▶ _What the task requires_
List every line in the listing below that contains the word "building".

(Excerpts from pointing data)
- - - - -

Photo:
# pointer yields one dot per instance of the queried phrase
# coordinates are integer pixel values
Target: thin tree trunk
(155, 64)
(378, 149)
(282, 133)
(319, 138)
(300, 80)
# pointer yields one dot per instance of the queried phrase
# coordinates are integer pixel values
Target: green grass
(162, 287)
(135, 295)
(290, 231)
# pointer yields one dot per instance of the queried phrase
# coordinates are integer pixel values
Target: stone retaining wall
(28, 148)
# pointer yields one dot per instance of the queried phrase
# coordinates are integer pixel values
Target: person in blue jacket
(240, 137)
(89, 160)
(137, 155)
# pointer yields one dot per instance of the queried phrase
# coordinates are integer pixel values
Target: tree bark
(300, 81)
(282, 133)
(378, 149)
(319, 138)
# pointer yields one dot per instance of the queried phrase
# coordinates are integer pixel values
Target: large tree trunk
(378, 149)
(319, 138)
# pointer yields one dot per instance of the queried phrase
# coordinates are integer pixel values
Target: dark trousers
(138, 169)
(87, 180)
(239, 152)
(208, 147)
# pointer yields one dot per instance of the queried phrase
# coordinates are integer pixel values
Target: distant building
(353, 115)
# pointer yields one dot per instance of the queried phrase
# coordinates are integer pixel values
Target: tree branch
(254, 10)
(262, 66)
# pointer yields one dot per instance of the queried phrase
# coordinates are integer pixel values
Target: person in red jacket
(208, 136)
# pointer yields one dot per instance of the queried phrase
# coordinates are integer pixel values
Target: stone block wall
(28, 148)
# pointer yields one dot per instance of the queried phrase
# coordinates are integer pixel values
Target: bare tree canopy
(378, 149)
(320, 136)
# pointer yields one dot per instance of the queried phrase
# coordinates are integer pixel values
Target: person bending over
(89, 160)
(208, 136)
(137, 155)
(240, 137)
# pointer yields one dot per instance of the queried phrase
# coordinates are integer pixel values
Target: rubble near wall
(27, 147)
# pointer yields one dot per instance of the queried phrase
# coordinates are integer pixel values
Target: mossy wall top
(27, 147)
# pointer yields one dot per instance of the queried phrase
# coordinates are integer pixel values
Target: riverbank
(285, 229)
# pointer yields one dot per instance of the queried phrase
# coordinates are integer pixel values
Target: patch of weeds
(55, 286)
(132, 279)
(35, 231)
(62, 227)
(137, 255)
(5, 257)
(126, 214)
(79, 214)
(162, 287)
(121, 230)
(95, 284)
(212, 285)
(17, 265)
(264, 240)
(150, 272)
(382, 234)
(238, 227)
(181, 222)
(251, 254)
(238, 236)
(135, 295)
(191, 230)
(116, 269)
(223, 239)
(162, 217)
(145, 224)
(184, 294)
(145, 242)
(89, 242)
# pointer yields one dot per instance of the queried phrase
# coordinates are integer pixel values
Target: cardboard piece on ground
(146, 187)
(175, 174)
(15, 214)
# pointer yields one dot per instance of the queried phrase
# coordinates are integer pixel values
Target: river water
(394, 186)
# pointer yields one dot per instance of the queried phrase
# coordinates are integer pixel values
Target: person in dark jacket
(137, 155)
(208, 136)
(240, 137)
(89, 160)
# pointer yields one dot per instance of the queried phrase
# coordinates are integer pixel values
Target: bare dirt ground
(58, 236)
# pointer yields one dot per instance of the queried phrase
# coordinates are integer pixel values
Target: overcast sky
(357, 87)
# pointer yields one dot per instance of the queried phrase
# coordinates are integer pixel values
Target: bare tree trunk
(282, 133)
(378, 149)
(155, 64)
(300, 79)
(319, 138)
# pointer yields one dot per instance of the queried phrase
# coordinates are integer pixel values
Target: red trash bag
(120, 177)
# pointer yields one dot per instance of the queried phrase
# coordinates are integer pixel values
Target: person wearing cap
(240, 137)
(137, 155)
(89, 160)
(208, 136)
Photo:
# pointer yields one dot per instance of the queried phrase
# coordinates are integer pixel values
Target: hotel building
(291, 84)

- - - - -

▶ _Final answer_
Target: distant building
Target: hotel building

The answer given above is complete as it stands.